▸ SELECTED EXCERPT:
##########

Hierarchical structure construction
We adopted top-down and bottom-up synthesis approach to formulate the final hierarchical structures. On the one hand, related clinical classification architectures were identified and reused in associated documentation, literatures, textbooks (e.g. textbooks in epidemiology, virology, and preclinical medicine), etc. On the other hand, measures were taken for terms extracted from literatures and other resources, i.e. synthesis from bottom up. Agile model was adopted during the procedure, i.e. adjusting the structure by adding, altering or deleting specific substructures when necessary. The finalized hierarchical structure (Figure 2) was reviewed and assessed by one expert on clinical medicine and one two professionals on medical informatics.

##########

▸ RECORDS SHOWN:

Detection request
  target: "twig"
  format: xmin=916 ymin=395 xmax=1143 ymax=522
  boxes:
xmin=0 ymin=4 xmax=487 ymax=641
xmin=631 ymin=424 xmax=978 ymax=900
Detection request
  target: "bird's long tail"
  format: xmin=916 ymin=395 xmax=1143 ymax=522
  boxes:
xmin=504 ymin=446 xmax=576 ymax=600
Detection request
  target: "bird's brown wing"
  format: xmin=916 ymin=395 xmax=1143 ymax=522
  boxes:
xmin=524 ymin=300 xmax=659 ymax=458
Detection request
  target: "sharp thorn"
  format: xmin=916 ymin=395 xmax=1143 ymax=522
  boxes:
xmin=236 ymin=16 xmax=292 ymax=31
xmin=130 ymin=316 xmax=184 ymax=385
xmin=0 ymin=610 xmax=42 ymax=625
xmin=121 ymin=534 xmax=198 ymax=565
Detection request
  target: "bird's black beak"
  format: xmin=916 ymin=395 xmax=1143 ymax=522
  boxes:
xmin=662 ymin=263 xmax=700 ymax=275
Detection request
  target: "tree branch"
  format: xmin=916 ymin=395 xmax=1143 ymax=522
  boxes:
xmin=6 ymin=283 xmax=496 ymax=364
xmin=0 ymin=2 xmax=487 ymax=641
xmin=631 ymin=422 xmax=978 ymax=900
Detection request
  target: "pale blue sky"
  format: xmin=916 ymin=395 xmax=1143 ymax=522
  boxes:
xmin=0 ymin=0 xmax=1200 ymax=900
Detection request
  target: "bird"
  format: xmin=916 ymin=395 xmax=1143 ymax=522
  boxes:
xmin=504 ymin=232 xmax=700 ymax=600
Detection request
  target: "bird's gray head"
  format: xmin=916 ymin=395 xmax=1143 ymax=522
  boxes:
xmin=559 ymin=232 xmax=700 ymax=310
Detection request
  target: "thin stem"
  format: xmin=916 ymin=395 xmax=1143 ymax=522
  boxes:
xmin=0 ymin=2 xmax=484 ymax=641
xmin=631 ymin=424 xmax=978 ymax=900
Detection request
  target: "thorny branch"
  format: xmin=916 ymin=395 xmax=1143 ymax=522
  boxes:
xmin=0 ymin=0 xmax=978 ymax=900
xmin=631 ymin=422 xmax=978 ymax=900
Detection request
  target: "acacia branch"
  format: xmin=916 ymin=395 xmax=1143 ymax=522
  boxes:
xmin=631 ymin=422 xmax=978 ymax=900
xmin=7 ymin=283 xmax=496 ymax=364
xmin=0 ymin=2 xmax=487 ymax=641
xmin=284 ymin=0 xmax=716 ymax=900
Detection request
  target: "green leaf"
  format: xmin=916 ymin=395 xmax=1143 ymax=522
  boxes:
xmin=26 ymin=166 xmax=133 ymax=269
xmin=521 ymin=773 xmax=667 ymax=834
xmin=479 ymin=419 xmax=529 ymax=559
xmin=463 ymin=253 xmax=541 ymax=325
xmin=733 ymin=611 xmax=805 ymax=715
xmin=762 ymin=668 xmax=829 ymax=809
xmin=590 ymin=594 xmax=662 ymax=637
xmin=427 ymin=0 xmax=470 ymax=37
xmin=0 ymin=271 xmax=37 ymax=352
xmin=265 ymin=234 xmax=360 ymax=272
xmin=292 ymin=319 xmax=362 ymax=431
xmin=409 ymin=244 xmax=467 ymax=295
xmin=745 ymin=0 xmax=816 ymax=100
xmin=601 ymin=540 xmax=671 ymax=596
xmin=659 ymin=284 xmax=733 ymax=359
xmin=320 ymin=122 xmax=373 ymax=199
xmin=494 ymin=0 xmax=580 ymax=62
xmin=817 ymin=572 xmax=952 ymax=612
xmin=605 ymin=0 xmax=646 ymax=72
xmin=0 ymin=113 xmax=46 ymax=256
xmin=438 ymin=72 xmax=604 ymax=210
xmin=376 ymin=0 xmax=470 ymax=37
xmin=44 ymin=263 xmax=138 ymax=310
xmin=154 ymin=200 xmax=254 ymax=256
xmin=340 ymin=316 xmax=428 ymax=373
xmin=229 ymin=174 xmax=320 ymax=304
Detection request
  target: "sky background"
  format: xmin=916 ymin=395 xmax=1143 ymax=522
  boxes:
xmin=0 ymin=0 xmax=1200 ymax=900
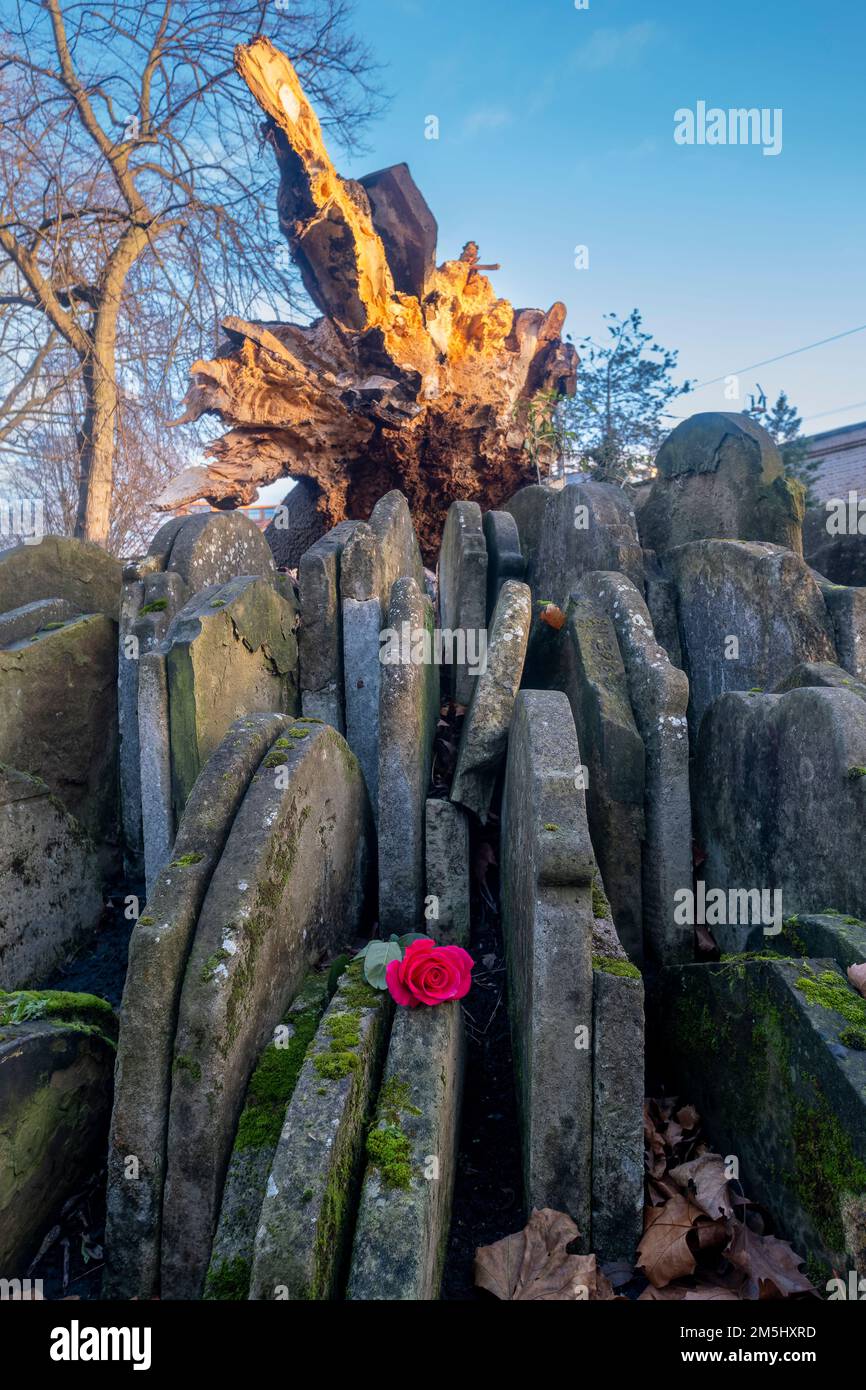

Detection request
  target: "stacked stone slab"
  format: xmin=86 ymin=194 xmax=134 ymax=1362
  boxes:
xmin=378 ymin=578 xmax=439 ymax=935
xmin=107 ymin=716 xmax=368 ymax=1297
xmin=118 ymin=512 xmax=275 ymax=883
xmin=555 ymin=592 xmax=645 ymax=960
xmin=482 ymin=512 xmax=527 ymax=623
xmin=204 ymin=972 xmax=331 ymax=1300
xmin=500 ymin=691 xmax=595 ymax=1250
xmin=450 ymin=580 xmax=532 ymax=824
xmin=250 ymin=962 xmax=391 ymax=1301
xmin=578 ymin=574 xmax=692 ymax=962
xmin=438 ymin=502 xmax=487 ymax=705
xmin=639 ymin=411 xmax=803 ymax=558
xmin=694 ymin=687 xmax=866 ymax=951
xmin=660 ymin=961 xmax=866 ymax=1289
xmin=348 ymin=1001 xmax=464 ymax=1301
xmin=424 ymin=796 xmax=470 ymax=947
xmin=297 ymin=521 xmax=357 ymax=734
xmin=0 ymin=991 xmax=115 ymax=1279
xmin=0 ymin=765 xmax=103 ymax=990
xmin=666 ymin=541 xmax=837 ymax=738
xmin=339 ymin=492 xmax=424 ymax=815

##########

Rewrite the passage on hierarchical structure construction from "Hierarchical structure construction" through "on medical informatics.", substituting "integration" for "synthesis" wherever it appears.

Hierarchical structure construction
We adopted top-down and bottom-up integration approach to formulate the final hierarchical structures. On the one hand, related clinical classification architectures were identified and reused in associated documentation, literatures, textbooks (e.g. textbooks in epidemiology, virology, and preclinical medicine), etc. On the other hand, measures were taken for terms extracted from literatures and other resources, i.e. integration from bottom up. Agile model was adopted during the procedure, i.e. adjusting the structure by adding, altering or deleting specific substructures when necessary. The finalized hierarchical structure (Figure 2) was reviewed and assessed by one expert on clinical medicine and one two professionals on medical informatics.